» **What needs to be done**:
Look below for the line with "Practice step: find the seat". Extract that line and each one after it through the last, word for word.
-- Begin Dataset rows --
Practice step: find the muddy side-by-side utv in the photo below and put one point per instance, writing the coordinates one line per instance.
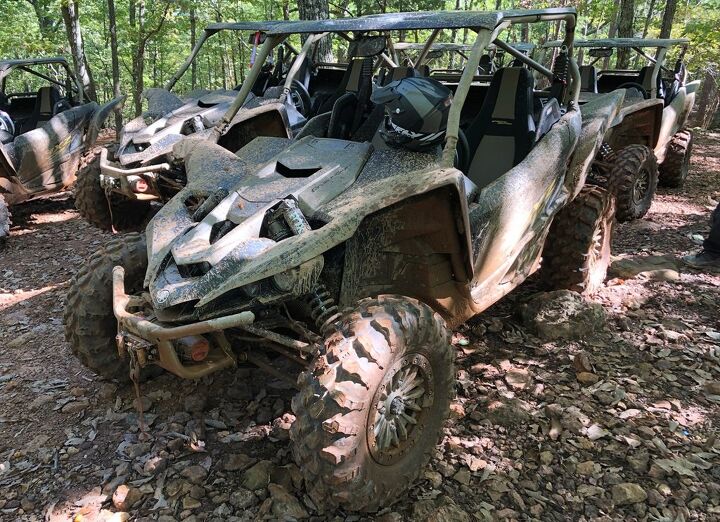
(354, 248)
(648, 143)
(120, 187)
(46, 125)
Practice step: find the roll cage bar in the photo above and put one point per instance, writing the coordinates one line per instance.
(487, 25)
(636, 44)
(211, 30)
(8, 66)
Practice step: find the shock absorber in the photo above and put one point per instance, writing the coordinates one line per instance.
(323, 309)
(561, 66)
(605, 151)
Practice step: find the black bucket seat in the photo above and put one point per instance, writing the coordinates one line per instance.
(503, 132)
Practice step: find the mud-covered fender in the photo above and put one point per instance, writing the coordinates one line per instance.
(675, 116)
(347, 212)
(597, 117)
(99, 118)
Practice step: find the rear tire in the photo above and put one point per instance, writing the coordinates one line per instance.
(5, 218)
(90, 325)
(576, 254)
(633, 181)
(100, 210)
(674, 169)
(381, 358)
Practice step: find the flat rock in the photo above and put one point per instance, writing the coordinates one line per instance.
(76, 406)
(284, 504)
(243, 498)
(195, 474)
(125, 497)
(628, 493)
(238, 462)
(654, 268)
(258, 476)
(562, 315)
(507, 413)
(518, 378)
(587, 378)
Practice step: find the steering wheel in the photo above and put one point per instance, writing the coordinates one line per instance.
(300, 97)
(6, 123)
(637, 86)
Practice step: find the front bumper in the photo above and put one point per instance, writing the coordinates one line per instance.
(126, 181)
(135, 327)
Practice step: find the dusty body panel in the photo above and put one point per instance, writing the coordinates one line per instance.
(45, 158)
(598, 116)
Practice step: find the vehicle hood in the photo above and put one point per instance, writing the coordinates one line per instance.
(336, 184)
(169, 119)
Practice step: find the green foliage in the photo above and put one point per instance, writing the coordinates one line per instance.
(35, 28)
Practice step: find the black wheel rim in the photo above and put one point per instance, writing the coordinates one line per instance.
(396, 419)
(641, 188)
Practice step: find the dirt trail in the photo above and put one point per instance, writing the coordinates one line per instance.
(620, 425)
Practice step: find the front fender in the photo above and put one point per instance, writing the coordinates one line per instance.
(99, 119)
(348, 212)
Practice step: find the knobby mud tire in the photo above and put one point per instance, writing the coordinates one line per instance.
(633, 165)
(337, 399)
(122, 214)
(576, 254)
(90, 325)
(676, 165)
(5, 219)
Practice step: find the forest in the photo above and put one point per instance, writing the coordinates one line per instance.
(148, 40)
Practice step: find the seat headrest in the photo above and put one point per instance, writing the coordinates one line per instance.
(588, 78)
(505, 86)
(46, 99)
(485, 64)
(398, 73)
(645, 79)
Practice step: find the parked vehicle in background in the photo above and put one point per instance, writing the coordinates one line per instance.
(47, 123)
(119, 187)
(648, 143)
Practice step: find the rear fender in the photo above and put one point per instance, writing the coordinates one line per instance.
(99, 118)
(675, 116)
(266, 120)
(637, 124)
(417, 248)
(597, 117)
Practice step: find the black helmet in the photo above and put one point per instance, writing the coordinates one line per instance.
(416, 111)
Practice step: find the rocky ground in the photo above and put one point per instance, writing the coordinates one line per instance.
(565, 409)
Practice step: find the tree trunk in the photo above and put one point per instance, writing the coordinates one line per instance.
(138, 17)
(193, 40)
(668, 17)
(47, 23)
(72, 26)
(317, 10)
(708, 103)
(648, 18)
(612, 31)
(112, 28)
(625, 30)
-- End Dataset rows --
» **Solution to this problem**:
Practice step: find the seat headrest in the photo above and put one point per instance, writing the coordinates one line per instance.
(588, 78)
(505, 86)
(46, 99)
(485, 64)
(398, 73)
(645, 79)
Practice step: find the parked vehicle in background in the photo above and put one point per instance, writing the coordinates one line per instance.
(47, 123)
(119, 187)
(648, 143)
Practice step: find the rear fender in the photo above and put one point per instance, writing the coordinates one line per instance.
(99, 118)
(675, 116)
(266, 120)
(637, 124)
(417, 248)
(597, 117)
Practice step: find the black helmet in the photo above and put one point per instance, writing the coordinates one line per instance.
(416, 111)
Practice step: find the rocky ground in the photo above and put one point per instance, writing the coordinates one line per instance.
(565, 409)
Practice step: find the tree trunk in the photo above and put one point per instance, writing the coordinates one line per instance.
(138, 17)
(193, 40)
(668, 17)
(47, 23)
(72, 26)
(317, 10)
(708, 103)
(648, 18)
(612, 31)
(112, 28)
(625, 30)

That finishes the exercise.